Reading text:
"""

List:General Discussion« Previous MessageNext Message »
From:Derek Downey Date:September 8 2011 6:55pm
Subject:Re: Query Optimization
View as plain text  
Correct me if I'm wrong. You're wanting to get all records that have an open_date or a
close_date between two times.

If that's correct, you might be able to get an index_merge by doing a query like:

WHERE ((starting time)<=open_dt<= (ending time)) OR ((starting
time)<=close_dt<=(ending time))

and creating two indexes (one on 'open_dt' and the other on 'close_dt')

http://dev.mysql.com/doc/refman/5.1/en/index-merge-optimization.html

Regards,
Derek

On Sep 8, 2011, at 2:50 PM, Brandon Phelps wrote:

> Andy,
> 
> The queries take minutes to run.  MySQL is 5.1.54 and it's running on Ubuntu server
> 11.04.  Unfortunately the machine only has 2GB of RAM but no other major daemons are
> running on the machine.  We are running RAID 1 (mirroring) with 1TB drives.  The tables in
> question here are all MyISAM.  When running with the LIMIT 10 my EXPLAIN is:
> 
>
> +----+-------------+-------+--------+---------------------+---------------------+---------+--------------------+----------+-----------------------------+
> | id | select_type | table | type   | possible_keys       | key                 |
> key_len | ref                | rows     | Extra                       |
>
> +----+-------------+-------+--------+---------------------+---------------------+---------+--------------------+----------+-----------------------------+
> |  1 | SIMPLE      | sc    | range  | ndx_open_close_rcvd | ndx_open_close_rcvd | 8  
>     | NULL               | 32393316 | Using where; Using filesort |
> |  1 | SIMPLE      | spm   | eq_ref | PRIMARY             | PRIMARY             | 2  
>     | syslog.sc.src_port |        1 |                             |
> |  1 | SIMPLE      | dpm   | eq_ref | PRIMARY             | PRIMARY             | 2  
>     | syslog.sc.dst_port |        1 |                             |
>
> +----+-------------+-------+--------+---------------------+---------------------+---------+--------------------+----------+-----------------------------+
> 
> When I remove the LIMIT 10 I get:
> 
>
> ----+-------------+-------+--------+---------------------+---------+---------+--------------------+----------+-----------------------------+
> | id | select_type | table | type   | possible_keys       | key     | key_len | ref  
>              | rows     | Extra                       |
>
> +----+-------------+-------+--------+---------------------+---------+---------+--------------------+----------+-----------------------------+
> |  1 | SIMPLE      | sc    | ALL    | ndx_open_close_rcvd | NULL    | NULL    | NULL 
>              | 32393330 | Using where; Using filesort |
> |  1 | SIMPLE      | spm   | eq_ref | PRIMARY             | PRIMARY | 2       |
> syslog.sc.src_port |        1 |                             |
> |  1 | SIMPLE      | dpm   | eq_ref | PRIMARY             | PRIMARY | 2       |
> syslog.sc.dst_port |        1 |                             |
>
> +----+-------------+-------+--------+---------------------+---------+---------+--------------------+----------+-----------------------------+
> 
> Thanks for all your help thus far.

"""

Exercise: Carry on the mailing-list thread about speeding up a slow MySQL query, starting after its last line.

Data entries:
"""

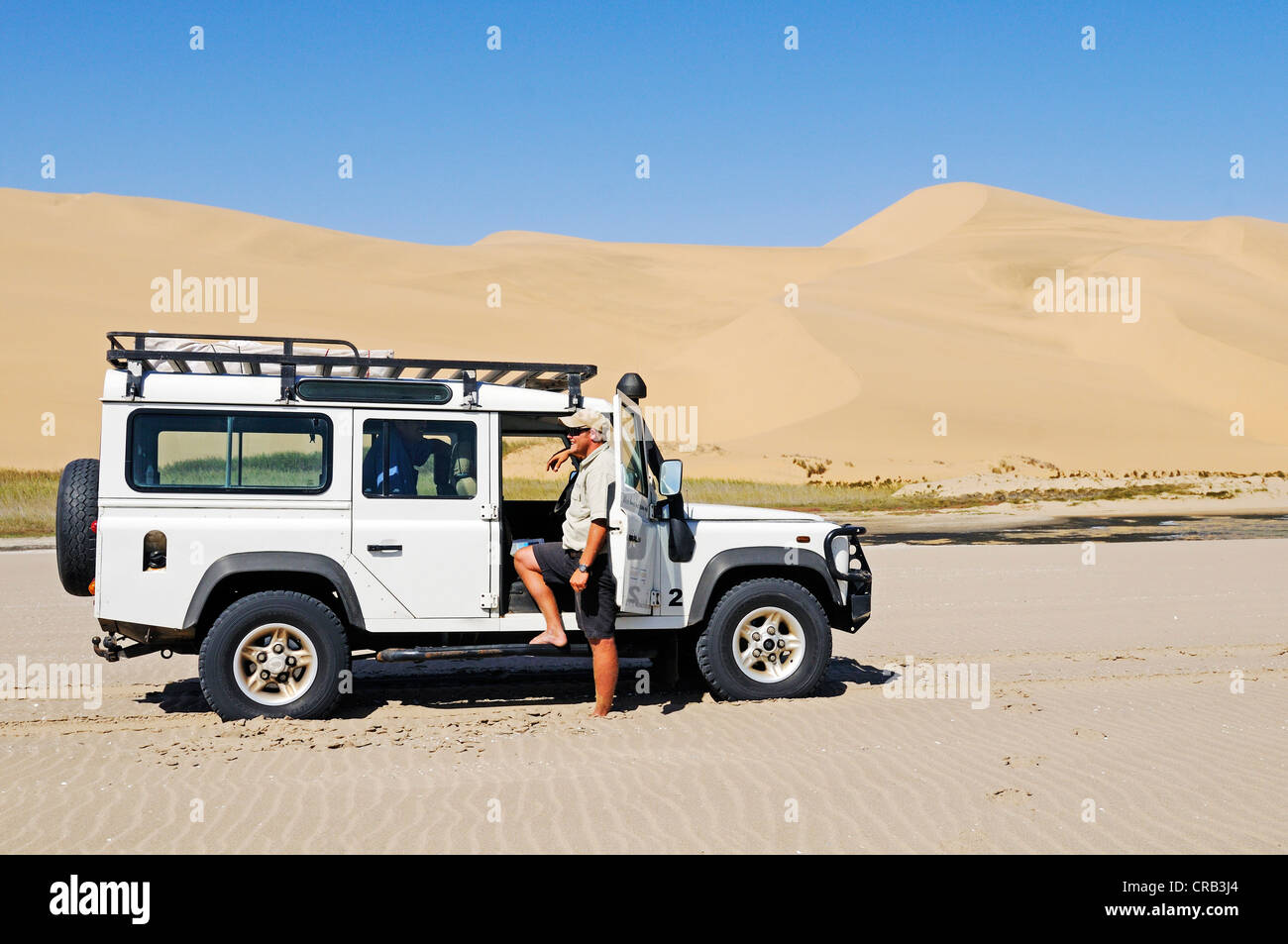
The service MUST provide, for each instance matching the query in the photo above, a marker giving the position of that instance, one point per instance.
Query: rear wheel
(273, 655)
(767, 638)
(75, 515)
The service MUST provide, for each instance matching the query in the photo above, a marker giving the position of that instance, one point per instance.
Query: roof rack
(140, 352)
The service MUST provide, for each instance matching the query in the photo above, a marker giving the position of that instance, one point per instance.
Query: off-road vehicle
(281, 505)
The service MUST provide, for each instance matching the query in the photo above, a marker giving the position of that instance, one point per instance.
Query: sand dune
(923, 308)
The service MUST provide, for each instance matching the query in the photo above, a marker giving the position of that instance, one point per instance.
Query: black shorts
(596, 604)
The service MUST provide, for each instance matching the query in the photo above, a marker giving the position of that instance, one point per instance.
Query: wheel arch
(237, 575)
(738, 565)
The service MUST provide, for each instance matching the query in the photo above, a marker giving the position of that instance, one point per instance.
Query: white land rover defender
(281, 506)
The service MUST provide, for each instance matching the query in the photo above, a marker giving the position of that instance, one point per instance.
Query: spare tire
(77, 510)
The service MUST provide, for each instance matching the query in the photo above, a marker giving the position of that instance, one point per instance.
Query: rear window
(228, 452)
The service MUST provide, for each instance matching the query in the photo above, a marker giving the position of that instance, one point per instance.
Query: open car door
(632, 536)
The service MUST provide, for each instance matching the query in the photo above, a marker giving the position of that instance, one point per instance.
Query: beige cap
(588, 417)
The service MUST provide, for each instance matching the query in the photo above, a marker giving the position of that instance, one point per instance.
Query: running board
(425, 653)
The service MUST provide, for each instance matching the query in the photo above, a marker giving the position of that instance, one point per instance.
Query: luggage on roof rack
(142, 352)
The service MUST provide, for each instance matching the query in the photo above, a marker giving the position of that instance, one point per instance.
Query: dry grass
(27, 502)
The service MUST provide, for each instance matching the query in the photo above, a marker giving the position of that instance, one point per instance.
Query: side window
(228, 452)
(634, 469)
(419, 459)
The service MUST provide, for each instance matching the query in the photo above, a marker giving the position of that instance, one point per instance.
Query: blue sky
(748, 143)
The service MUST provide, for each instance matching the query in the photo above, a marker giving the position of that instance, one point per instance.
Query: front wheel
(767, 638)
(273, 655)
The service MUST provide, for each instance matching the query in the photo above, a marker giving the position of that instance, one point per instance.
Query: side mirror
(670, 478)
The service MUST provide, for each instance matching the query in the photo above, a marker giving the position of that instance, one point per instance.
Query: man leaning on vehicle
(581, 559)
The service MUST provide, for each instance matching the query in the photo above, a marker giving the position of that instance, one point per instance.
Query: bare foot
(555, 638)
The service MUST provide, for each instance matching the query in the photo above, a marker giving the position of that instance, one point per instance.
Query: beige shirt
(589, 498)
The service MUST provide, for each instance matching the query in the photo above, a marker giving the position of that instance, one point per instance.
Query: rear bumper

"""

The response:
> 
> On 09/08/2011 02:38 PM, Andrew Moore wrote:
>> I don't think I saw any query timings in the emails (maybe I missed them).
>> 
>> What version of MySQL are you currently using?
>> What does the explain look like when your remove the limit 10?
>> Is your server tuned for MyISAM or InnoDB?
>> What kind of disk setup is in use?
>> How much memory is in your machine?
>> 
>> 
>> On Thu, Sep 8, 2011 at 7:27 PM, Brandon Phelps<bphelps@stripped>  wrote:
>> 
>>> Thanks for the reply Andy.  Unfortunately the users will be selecting
>>> varying date ranges and new data is constantly coming in, so I am not sure
>>> how I could archive/cache the necessary data that would be any more
>>> efficient than simply using the database directly.
>>> 
>>> 
>>> 
>>> On 09/08/2011 02:16 PM, Andrew Moore wrote:
>>> 
>>>> Thinking outside the query, is there any archiving that could happen to
>>>> make
>>>> your large tables kinder in the range scan?
>>>> 
>>>> Andy
>>>> 
>>>> On Thu, Sep 8, 2011 at 7:03 PM, Brandon Phelps<bphelps@stripped>  
> wrote:
>>>> 
>>>>  On 09/01/2011 01:32 PM, Brandon Phelps wrote:
>>>>> 
>>>>>  On 09/01/2011 12:47 PM, Shawn Green (MySQL) wrote:
>>>>>> 
>>>>>>  On 9/1/2011 09:42, Brandon Phelps wrote:
>>>>>>> 
>>>>>>>  On 09/01/2011 04:59 AM, Jochem van Dieten wrote:
>>>>>>>> 
>>>>>>>>> ...
>>>>>>>>>> 
>>>>>>>>> 
>>>>>>>>  WHERE
>>>>>>>>>> (open_dt>= '2011-08-30 00:00:00' OR
> close_dt>= '2011-08-30
>>>>>>>>>> 
>>>>>>>>> 00:00:00')
>>>>>>>> 
>>>>>>>>> AND (open_dt<= '2011-08-30 12:36:53' OR
> close_dt<= '2011-08-30
>>>>>>>>>> 
>>>>>>>>> 12:36:53')
>>>>>>>> 
>>>>>>>>  In that case your logic here simplifies to:
>>>>>>>>> WHERE
>>>>>>>>> open_dt>= '2011-08-30 00:00:00'
>>>>>>>>> AND
>>>>>>>>> close_dt<= '2011-08-30 12:36:53'
>>>>>>>>> 
>>>>>>>> 
>>>>>>>>  Now add an index over open_dt and close_dt and see what
> happens.
>>>>>>>>> 
>>>>>>>> 
>>>>>>>>  Jochem
>>>>>>>>> 
>>>>>>>> 
>>>>>>>> Jochem,
>>>>>>>> 
>>>>>>>> I can't really use your WHERE logic because I also need
> to retrieve
>>>>>>>> results where the open_dt time is out of the range
> specified. For
>>>>>>>> example, a very large file download might span multiple
> days so given
>>>>>>>> your logic if the connection was started 2 days ago and I
> want to pull
>>>>>>>> 1
>>>>>>>> days worth of connections, I would miss that entry.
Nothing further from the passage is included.